Method 3: Do calculation

At the Mean: The slope of \(\text{comm_freq}\) at the mean level of criticism is represented as \(\beta_{\text{comm_freq@mean}} = \beta_1 + \beta_3 \cdot \bar{x}_{\text{criticism}}\).

At the High Level: The slope of \(\text{comm_freq}\) at 1 standard deviation above the mean of criticism is \(\beta_{\text{comm_freq@high}} = \beta_1 + \beta_3 \cdot (\bar{x}_{\text{criticism}} + \text{SD})\).

At the Low Level: The slope of \(\text{comm_freq}\) at 1 standard deviation below the mean of criticism is \(\beta_{\text{comm_freq@low}} = \beta_1 + \beta_3 \cdot (\bar{x}_{\text{criticism}} - \text{SD})\).

mean_criticism <- mean(data$criticism, na.rm = TRUE)
sd_criticism <- sd(data$criticism, na.rm = TRUE)

# Extract coefficients from the model
coeffs <- coef(moderation2)
beta_1 <- coeffs["comm_freq"]
beta_3 <- coeffs["comm_freq:criticism"]

# Calculate the slopes
slope_at_mean <- beta_1 + beta_3 * mean_criticism
slope_at_high <- beta_1 + beta_3 * (mean_criticism + sd_criticism)
slope_at_low <- beta_1 + beta_3 * (mean_criticism - sd_criticism)

vcov_mat <- vcov(moderation2)
# Calculating SE for the slope at mean criticism
se_slope_at_mean <- sqrt(vcov_mat["comm_freq", "comm_freq"] + 
                         mean_criticism^2 * vcov_mat["comm_freq:criticism", "comm_freq:criticism"] +
                         2 * mean_criticism * vcov_mat["comm_freq", "comm_freq:criticism"])

PROBLEMS -
1. In the simple-slopes calculation, which coefficient name is extracted from the model into beta_3?
2. Extend the simple-slopes calculation past its last line of code with the next steps of the same procedure.
The data come from a separate, unrelated source.

GIVEN RECORDS -

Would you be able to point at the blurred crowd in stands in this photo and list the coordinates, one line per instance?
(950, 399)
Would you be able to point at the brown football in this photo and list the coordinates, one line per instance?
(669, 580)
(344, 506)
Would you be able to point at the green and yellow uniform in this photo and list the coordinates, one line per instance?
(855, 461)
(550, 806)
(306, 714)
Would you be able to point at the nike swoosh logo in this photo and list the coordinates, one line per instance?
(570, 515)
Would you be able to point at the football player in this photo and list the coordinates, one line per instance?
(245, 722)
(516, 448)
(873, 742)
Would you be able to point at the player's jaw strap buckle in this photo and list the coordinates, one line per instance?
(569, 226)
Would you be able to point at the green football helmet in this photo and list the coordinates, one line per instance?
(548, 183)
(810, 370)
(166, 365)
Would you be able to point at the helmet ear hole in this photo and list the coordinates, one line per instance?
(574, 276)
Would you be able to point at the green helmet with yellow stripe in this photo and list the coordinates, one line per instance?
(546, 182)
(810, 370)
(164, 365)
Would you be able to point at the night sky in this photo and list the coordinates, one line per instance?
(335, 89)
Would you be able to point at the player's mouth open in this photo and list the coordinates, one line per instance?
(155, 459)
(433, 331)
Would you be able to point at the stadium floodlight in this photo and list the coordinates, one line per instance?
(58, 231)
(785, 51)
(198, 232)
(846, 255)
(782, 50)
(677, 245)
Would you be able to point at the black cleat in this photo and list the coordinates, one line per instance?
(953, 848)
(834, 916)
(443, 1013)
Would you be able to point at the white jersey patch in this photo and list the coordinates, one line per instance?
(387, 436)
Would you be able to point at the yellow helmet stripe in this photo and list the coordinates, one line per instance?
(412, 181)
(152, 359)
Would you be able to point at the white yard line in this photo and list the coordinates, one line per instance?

RESULTS OF THE EXERCISE -
1. "comm_freq:criticism"

2.
# Calculating t-value for the slope at mean criticism
t_value_slope_at_mean <- slope_at_mean / se_slope_at_mean

# Calculating p-value for the t-value
p_value_slope_at_mean <- 2 * (1 - pt(abs(t_value_slope_at_mean), df = moderation2$df.residual))


# High level of criticism (mean + 1 SD)
value_high <- mean_criticism + sd_criticism
se_slope_at_high <- sqrt(vcov_mat["comm_freq", "comm_freq"] + 
                         value_high^2 * vcov_mat["comm_freq:criticism", "comm_freq:criticism"] +
                         2 * value_high * vcov_mat["comm_freq", "comm_freq:criticism"])
slope_at_high <- beta_1 + beta_3 * value_high
t_value_slope_at_high <- slope_at_high / se_slope_at_high
p_value_slope_at_high <- 2 * (1 - pt(abs(t_value_slope_at_high), df = moderation2$df.residual))

# Low level of criticism (mean - 1 SD)
value_low <- mean_criticism - sd_criticism
se_slope_at_low <- sqrt(vcov_mat["comm_freq", "comm_freq"] + 
                        value_low^2 * vcov_mat["comm_freq:criticism", "comm_freq:criticism"] +
                        2 * value_low * vcov_mat["comm_freq", "comm_freq:criticism"])
slope_at_low <- beta_1 + beta_3 * value_low
t_value_slope_at_low <- slope_at_low / se_slope_at_low
p_value_slope_at_low <- 2 * (1 - pt(abs(t_value_slope_at_low), df = moderation2$df.residual))


cat("Low: Slope =", slope_at_low, "SE =", se_slope_at_low, "t =", t_value_slope_at_low, "p =", p_value_slope_at_low, "\n")

## Low: Slope = 0.5995464 SE = 0.05324423 t = 11.26031 p = 0

cat("Mean: Slope =", slope_at_mean, "SE =", se_slope_at_mean, "t =", t_value_slope_at_mean, "p =", p_value_slope_at_mean, "\n")

## Mean: Slope = 0.6120152 SE = 0.03902805 t = 15.68142 p = 0

cat("High: Slope =", slope_at_high, "SE =", se_slope_at_high, "t =", t_value_slope_at_high, "p =", p_value_slope_at_high, "\n")

## High: Slope = 0.6244841 SE = 0.05775215 t = 10.81317 p = 0

Visualization

interact_plot(moderation2, pred = comm_freq, modx = criticism, interval = TRUE, int.width = 0.8, plot.points = TRUE)